▶ **Your goal**
Reproduce everything from the line containing "Where can the long" down to the end of the data, requests included. Offset each coordinate in the answers by adding -6 to it.

◇ ◇ ◇

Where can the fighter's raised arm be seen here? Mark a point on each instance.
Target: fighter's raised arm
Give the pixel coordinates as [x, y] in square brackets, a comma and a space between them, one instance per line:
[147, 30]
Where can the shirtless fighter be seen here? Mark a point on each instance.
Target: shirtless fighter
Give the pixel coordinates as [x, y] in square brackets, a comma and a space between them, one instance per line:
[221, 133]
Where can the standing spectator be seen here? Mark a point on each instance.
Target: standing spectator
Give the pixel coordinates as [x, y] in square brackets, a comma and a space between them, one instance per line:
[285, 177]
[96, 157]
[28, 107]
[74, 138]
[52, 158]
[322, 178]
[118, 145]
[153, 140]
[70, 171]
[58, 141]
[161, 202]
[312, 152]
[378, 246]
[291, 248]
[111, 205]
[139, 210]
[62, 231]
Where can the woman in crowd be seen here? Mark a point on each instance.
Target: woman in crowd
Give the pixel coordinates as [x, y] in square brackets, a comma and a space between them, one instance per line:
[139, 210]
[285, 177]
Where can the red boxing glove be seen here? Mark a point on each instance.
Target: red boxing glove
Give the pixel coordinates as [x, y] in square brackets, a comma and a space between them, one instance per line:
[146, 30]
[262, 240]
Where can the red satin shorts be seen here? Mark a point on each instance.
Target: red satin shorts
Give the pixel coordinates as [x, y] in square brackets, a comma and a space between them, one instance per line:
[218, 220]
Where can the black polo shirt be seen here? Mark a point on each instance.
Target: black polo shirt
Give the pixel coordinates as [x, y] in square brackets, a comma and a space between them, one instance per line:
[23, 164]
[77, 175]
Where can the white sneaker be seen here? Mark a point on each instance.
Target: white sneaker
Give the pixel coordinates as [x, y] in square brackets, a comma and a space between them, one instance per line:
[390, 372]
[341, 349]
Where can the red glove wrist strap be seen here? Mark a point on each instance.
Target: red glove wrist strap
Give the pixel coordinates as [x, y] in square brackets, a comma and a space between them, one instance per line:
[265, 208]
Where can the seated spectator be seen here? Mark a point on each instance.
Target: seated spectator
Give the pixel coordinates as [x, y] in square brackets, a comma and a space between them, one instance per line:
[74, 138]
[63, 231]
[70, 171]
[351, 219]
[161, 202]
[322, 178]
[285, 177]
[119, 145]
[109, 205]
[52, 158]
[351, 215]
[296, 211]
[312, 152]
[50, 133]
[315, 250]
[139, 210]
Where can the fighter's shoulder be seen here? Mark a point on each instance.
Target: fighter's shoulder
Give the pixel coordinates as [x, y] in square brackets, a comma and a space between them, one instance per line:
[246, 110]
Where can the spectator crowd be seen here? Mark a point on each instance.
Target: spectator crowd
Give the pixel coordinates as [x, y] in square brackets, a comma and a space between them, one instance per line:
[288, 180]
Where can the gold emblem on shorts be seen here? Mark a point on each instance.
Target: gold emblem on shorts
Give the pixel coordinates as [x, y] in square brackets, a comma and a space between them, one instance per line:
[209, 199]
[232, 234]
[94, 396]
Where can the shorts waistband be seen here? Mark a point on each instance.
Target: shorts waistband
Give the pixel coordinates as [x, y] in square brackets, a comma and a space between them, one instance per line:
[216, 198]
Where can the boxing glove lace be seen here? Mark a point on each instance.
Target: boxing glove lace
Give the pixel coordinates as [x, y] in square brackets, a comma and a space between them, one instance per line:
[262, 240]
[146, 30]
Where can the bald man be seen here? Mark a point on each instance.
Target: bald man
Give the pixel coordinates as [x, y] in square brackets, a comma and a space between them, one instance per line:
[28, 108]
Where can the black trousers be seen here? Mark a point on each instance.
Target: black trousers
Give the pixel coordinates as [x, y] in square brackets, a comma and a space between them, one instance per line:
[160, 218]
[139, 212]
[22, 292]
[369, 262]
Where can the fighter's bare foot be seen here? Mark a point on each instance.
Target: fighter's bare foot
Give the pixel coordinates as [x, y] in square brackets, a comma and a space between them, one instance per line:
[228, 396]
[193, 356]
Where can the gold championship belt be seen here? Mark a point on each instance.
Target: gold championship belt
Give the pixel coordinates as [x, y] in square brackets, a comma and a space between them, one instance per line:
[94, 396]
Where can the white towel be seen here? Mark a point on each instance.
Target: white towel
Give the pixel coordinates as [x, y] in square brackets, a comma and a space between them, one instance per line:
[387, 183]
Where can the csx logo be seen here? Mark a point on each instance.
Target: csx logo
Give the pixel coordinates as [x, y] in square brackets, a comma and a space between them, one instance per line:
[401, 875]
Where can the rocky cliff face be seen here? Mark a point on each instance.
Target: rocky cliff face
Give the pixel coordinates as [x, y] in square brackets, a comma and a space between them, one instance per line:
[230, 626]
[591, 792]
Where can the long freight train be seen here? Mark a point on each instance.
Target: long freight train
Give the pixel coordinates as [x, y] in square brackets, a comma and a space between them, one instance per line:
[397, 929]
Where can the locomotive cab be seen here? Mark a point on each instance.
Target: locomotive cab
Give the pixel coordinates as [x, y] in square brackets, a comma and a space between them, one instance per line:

◇ ◇ ◇

▶ **Exercise answer**
Where can the long freight train be seen here? Mark a point on each instance.
Target: long freight train
Give the pixel coordinates as [x, y] in square brackets, a comma and a space between them, one instance per line:
[391, 923]
Where can the locomotive cab be seen here? Mark a point on each instance.
Target: locomotive cab
Give the pixel coordinates as [x, y] in square brackets, a comma and a space between them, one instance per line:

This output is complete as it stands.